→ Given exercise
Copy the material below word for word, from the line containing "like [692, 1123]." through the end of the material, both ends included.

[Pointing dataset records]

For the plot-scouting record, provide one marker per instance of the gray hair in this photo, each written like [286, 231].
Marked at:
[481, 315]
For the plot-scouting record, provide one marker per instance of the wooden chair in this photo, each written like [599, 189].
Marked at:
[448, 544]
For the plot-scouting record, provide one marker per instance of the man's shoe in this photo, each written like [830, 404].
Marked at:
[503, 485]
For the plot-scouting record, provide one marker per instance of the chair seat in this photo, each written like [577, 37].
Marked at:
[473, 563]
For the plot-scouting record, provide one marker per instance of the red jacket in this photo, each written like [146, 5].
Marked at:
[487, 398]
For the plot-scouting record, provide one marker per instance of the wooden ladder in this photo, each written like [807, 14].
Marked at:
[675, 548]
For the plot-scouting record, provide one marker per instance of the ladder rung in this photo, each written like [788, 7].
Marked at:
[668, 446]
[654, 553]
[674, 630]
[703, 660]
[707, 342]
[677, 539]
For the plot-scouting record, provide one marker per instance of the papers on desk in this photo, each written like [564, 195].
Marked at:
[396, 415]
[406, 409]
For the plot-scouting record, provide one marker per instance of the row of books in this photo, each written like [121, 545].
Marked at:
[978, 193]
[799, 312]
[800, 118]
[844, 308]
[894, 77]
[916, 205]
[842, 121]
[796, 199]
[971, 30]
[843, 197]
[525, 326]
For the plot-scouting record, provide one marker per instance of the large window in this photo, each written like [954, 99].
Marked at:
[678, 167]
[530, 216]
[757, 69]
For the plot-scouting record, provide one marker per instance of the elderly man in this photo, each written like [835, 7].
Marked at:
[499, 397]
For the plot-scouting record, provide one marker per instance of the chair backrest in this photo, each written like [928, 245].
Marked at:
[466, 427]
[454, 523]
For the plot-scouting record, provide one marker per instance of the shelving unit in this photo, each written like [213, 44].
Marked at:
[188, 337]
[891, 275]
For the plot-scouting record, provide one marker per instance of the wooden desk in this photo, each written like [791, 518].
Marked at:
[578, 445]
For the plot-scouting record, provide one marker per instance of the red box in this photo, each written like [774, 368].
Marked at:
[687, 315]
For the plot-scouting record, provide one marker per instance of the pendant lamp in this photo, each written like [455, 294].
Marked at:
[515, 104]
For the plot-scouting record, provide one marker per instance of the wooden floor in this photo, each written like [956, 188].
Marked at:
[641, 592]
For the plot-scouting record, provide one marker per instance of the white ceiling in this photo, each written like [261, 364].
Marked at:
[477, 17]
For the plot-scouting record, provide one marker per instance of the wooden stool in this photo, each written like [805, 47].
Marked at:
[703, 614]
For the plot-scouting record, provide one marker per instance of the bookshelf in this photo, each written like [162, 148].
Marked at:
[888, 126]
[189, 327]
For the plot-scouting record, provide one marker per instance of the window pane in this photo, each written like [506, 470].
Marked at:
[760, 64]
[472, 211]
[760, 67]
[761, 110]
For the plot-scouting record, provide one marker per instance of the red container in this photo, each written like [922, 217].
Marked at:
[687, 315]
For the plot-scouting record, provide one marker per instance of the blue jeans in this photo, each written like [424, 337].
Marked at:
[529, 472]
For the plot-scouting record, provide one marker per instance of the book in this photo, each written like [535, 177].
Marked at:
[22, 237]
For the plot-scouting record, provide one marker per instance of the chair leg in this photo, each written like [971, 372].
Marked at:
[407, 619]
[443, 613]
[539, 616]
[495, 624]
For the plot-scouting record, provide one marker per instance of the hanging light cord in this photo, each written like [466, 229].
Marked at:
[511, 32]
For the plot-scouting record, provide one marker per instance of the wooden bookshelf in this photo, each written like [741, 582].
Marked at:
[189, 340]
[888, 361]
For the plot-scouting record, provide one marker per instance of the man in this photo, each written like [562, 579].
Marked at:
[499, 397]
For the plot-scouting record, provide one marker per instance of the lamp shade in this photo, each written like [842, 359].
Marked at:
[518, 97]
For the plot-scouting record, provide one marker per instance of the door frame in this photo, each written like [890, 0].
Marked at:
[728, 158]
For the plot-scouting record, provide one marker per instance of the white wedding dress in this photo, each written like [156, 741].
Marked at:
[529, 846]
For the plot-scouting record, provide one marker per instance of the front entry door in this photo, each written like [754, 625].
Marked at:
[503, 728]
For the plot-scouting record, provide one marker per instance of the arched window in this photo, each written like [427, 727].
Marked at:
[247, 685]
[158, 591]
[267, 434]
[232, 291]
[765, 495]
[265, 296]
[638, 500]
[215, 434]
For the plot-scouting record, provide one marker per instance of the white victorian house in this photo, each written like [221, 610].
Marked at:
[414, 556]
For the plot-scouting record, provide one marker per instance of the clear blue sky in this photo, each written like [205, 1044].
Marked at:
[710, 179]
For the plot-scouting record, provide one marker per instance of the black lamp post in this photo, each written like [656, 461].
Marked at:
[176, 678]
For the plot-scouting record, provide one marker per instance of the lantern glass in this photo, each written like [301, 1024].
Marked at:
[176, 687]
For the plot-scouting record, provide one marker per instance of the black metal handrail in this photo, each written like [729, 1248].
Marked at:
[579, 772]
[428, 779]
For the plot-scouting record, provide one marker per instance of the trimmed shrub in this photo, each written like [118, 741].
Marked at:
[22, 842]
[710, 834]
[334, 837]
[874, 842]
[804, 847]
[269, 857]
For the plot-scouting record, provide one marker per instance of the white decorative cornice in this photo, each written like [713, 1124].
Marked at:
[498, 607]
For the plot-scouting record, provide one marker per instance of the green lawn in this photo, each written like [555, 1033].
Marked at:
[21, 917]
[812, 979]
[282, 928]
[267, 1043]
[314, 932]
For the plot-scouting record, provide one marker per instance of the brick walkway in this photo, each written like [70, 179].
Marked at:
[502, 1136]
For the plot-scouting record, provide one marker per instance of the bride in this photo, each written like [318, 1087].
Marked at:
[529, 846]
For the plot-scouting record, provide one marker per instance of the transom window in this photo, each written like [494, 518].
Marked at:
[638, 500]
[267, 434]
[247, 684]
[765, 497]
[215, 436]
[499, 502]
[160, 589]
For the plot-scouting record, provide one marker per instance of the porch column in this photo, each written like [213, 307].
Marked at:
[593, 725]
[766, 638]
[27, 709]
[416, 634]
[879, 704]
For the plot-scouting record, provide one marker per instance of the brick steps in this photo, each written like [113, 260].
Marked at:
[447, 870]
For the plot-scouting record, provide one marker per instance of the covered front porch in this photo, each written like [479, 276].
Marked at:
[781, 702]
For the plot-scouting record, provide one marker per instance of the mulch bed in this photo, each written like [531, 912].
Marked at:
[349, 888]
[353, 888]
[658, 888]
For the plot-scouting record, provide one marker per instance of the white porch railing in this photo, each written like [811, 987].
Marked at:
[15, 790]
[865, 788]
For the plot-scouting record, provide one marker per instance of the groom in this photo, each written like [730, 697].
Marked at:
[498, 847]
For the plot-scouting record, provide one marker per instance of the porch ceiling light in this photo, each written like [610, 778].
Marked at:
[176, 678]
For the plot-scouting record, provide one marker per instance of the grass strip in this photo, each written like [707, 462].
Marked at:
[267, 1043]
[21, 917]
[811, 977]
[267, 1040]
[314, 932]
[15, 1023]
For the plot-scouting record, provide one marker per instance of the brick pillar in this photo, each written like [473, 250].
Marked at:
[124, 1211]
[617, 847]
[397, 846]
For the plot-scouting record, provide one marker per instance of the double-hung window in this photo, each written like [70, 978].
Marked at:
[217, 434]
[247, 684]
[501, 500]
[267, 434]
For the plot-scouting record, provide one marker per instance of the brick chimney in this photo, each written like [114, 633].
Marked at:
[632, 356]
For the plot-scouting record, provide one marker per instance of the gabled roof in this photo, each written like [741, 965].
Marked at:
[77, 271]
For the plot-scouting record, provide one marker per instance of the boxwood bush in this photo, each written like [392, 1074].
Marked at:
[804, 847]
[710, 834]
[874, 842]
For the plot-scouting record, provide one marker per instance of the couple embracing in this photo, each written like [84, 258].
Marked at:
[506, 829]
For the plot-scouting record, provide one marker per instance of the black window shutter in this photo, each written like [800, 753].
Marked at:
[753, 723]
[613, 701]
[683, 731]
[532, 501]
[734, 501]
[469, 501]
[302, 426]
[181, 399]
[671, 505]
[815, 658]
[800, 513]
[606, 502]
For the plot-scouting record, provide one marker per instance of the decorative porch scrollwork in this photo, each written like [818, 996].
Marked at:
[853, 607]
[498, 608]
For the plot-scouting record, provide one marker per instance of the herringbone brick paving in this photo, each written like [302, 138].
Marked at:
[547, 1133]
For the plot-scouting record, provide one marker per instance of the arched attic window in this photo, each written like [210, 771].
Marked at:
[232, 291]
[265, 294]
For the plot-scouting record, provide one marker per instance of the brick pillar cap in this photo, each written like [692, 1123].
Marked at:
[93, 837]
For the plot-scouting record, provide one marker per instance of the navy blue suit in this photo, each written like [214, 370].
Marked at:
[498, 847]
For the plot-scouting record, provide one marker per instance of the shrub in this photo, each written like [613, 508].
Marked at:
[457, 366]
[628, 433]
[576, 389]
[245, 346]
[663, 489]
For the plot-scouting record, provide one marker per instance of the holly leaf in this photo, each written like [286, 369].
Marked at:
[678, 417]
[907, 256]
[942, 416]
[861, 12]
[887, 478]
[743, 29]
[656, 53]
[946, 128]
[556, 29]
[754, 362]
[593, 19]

→ The result
For the plot-scouting record, provide one marker per instance of the brick pillar cap in this photo, each written like [692, 1123].
Marked at:
[93, 837]
For the plot-scouting record, provide one marker per instance of the navy blue suit in this photo, each written like [214, 370].
Marked at:
[498, 847]
For the plot-scouting record, provide one marker per instance of the shrub in this photo, each written like [613, 508].
Marked at:
[457, 366]
[628, 433]
[576, 389]
[245, 346]
[663, 489]
For the plot-scouting record, provide one marker per instance of the holly leaf in this photo, each written like [286, 369].
Marked at:
[678, 417]
[907, 256]
[942, 416]
[861, 12]
[887, 478]
[743, 29]
[656, 53]
[946, 128]
[556, 29]
[754, 362]
[593, 19]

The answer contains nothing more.